Problem to work on> Copy out the lines starting at the one that contains "Indicate the green" and ending after the one that contains "pixel 14 428". Leave the pictures out of your copy.

(Entries for pointing and labeling)

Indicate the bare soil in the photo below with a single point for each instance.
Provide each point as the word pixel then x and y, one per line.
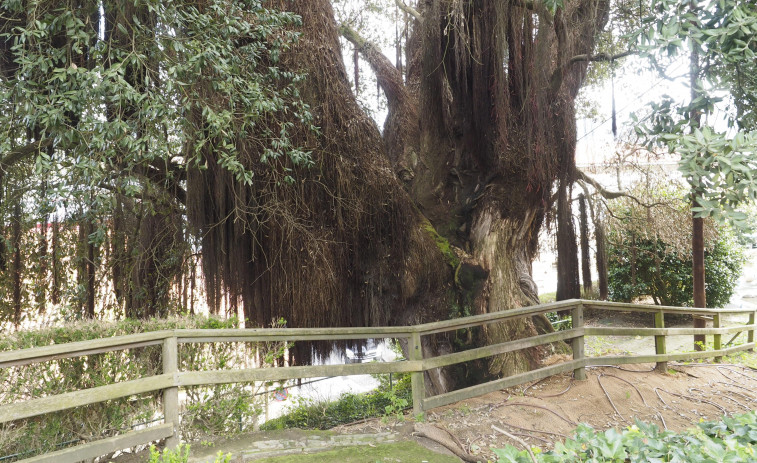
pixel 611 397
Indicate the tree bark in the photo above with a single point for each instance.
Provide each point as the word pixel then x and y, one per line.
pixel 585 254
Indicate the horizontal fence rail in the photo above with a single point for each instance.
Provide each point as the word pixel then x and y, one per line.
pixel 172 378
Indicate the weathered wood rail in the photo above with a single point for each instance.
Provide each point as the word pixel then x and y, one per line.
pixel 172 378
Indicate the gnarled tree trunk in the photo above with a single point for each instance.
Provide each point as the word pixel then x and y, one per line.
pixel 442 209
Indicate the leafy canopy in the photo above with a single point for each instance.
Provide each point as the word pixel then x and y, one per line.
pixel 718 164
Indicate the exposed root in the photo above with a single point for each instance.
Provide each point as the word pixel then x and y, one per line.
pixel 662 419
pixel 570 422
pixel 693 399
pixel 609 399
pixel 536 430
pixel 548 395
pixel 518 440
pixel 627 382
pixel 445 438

==

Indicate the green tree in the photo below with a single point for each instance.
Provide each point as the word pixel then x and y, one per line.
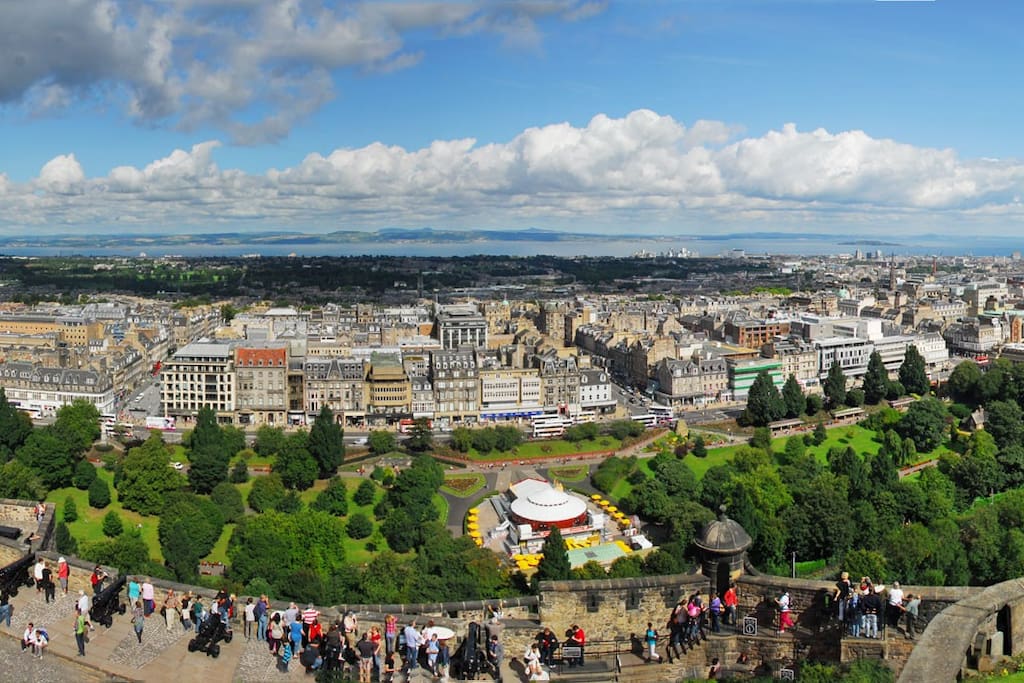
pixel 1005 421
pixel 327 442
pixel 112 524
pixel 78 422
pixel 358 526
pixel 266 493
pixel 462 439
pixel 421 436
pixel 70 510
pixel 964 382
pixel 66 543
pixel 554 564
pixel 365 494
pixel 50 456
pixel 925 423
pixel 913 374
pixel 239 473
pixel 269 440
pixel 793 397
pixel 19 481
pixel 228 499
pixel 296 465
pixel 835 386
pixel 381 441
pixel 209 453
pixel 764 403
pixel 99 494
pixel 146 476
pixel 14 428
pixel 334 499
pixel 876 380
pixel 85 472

Solution for this problem>
Indicate the green tree in the photo below with a single point for each instance.
Provide each point as the word pixel then x and y, one per line.
pixel 1005 421
pixel 327 442
pixel 112 524
pixel 78 422
pixel 358 526
pixel 266 493
pixel 462 439
pixel 421 436
pixel 70 510
pixel 964 382
pixel 66 543
pixel 554 564
pixel 365 494
pixel 50 456
pixel 925 423
pixel 913 374
pixel 239 473
pixel 269 440
pixel 793 397
pixel 19 481
pixel 228 499
pixel 296 465
pixel 835 386
pixel 381 441
pixel 209 453
pixel 764 403
pixel 99 494
pixel 146 476
pixel 14 428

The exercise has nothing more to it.